** begin PAGE EXCERPT **
December 21, 2021
Top 22 Digital Banking Trends for 2022 (part 2): Rise of the “Netflix Effect” for Banking, With Personalization and Advice
In the first part of our top 22 trends for digital banking in 2022 – the future of digital banking, we explored how to drive business impact while upholding their social contract. But how can banks do more to deepen their customer relationships, increase share of wallet, and improve targeting of relevant products to really generate better sales results? Let’s see some examples of digital banking trends for 2022, focused on “the Netflix Effect” in digital banking.
Customers are expecting a higher level of convenience, helpful customer experience, and personalized recommendations from the mobile apps and streaming services that they enjoy using in everyday life. Banks need to stay on top of this trend and provide this same level of personalized, effortless experience. By adopting advanced money management platform capabilities and data-driven personalization, by learning more about what their customers need based on existing transaction data, financial institutions can provide a new level of personal interaction.
All these trends for 2022 are related to the broader goal of helping financial institutions deliver more relevant recommendations, product-based advice, and highly targeted product offers. “The Netflix Effect” in digital banking will support customers’ financial wellness while enhancing business performance.
** end PAGE EXCERPT **
** begin DATA TO PROCESS **
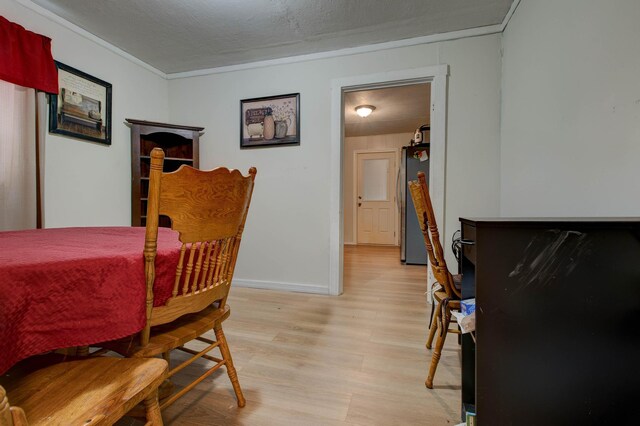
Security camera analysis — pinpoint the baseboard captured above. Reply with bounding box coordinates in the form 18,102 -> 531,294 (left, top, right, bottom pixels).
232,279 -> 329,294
** end DATA TO PROCESS **
** begin DATA TO PROCESS **
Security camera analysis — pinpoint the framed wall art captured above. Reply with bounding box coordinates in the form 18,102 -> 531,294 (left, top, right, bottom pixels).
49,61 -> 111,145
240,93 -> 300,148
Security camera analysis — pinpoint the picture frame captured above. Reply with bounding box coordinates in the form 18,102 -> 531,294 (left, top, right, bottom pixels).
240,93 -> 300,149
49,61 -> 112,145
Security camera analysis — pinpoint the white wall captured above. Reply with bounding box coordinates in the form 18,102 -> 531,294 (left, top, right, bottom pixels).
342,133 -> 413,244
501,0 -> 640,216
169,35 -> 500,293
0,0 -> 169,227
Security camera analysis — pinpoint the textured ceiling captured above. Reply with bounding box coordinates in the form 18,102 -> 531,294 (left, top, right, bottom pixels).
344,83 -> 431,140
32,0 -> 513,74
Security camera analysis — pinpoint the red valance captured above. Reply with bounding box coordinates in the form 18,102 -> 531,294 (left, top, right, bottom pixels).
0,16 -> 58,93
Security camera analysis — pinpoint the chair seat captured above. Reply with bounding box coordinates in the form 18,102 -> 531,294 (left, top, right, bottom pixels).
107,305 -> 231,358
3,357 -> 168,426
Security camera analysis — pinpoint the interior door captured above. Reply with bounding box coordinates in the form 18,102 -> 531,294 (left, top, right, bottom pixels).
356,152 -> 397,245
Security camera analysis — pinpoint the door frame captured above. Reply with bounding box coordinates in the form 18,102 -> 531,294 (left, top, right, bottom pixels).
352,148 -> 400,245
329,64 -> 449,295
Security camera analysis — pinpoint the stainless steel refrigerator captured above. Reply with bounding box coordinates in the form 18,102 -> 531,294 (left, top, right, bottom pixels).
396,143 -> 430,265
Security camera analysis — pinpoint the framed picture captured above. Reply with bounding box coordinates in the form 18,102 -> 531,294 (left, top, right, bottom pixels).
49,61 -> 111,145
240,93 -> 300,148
** end DATA TO PROCESS **
** begin DATA TO PROCESS **
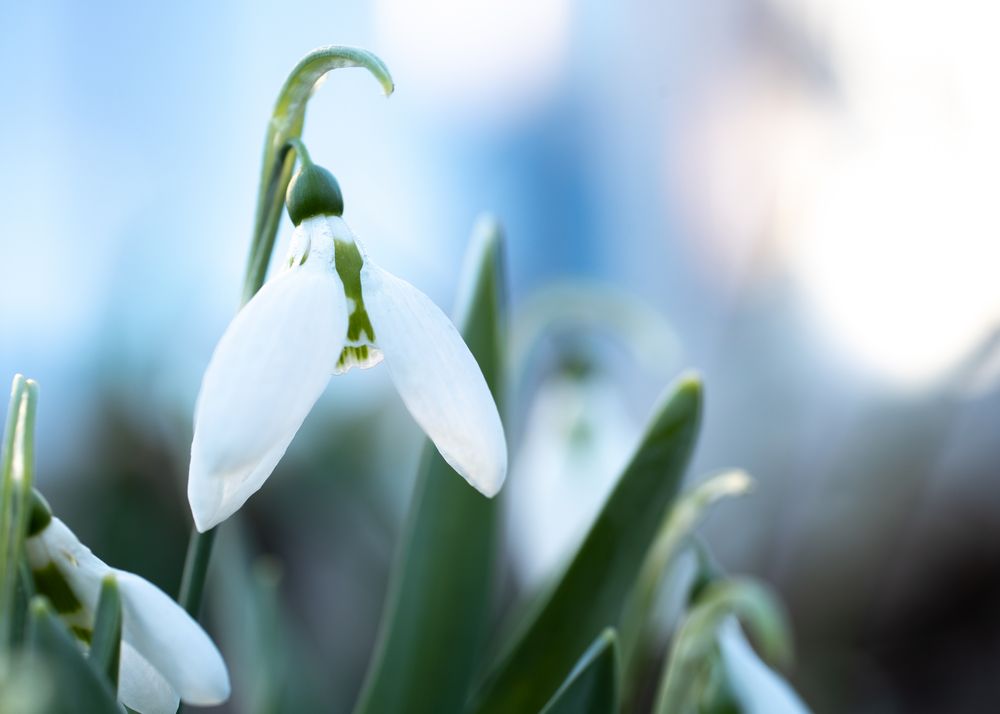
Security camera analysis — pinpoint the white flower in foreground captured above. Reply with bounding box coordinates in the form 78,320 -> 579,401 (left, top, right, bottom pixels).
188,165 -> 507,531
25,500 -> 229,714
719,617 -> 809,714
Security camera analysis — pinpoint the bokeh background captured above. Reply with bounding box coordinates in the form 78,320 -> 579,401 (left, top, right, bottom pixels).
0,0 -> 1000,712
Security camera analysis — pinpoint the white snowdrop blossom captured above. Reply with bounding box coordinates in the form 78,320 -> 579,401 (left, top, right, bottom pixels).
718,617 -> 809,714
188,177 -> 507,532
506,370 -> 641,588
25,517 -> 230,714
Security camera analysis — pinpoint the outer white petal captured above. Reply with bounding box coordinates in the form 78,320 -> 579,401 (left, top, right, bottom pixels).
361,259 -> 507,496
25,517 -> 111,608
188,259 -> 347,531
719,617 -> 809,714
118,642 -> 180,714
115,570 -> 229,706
** end DATA TO PROCESS **
*TASKS TO PERFORM*
a. Which effect do the digital banking trends for 2022 in the page excerpt focus on?
b. Convert the entries into a Markdown table with the columns Row and Line, leaving out blank lines. Begin at the line that has "Security camera analysis — pinpoint the baseboard" and stop after the line that has "232,279 -> 329,294".

*SOLUTIONS FOR EACH TASK*
a. The trends focus on "the Netflix Effect" in digital banking.

b.
| Row | Line |
|---|---|
| 1 | Security camera analysis — pinpoint the baseboard captured above. Reply with bounding box coordinates in the form 18,102 -> 531,294 (left, top, right, bottom pixels). |
| 2 | 232,279 -> 329,294 |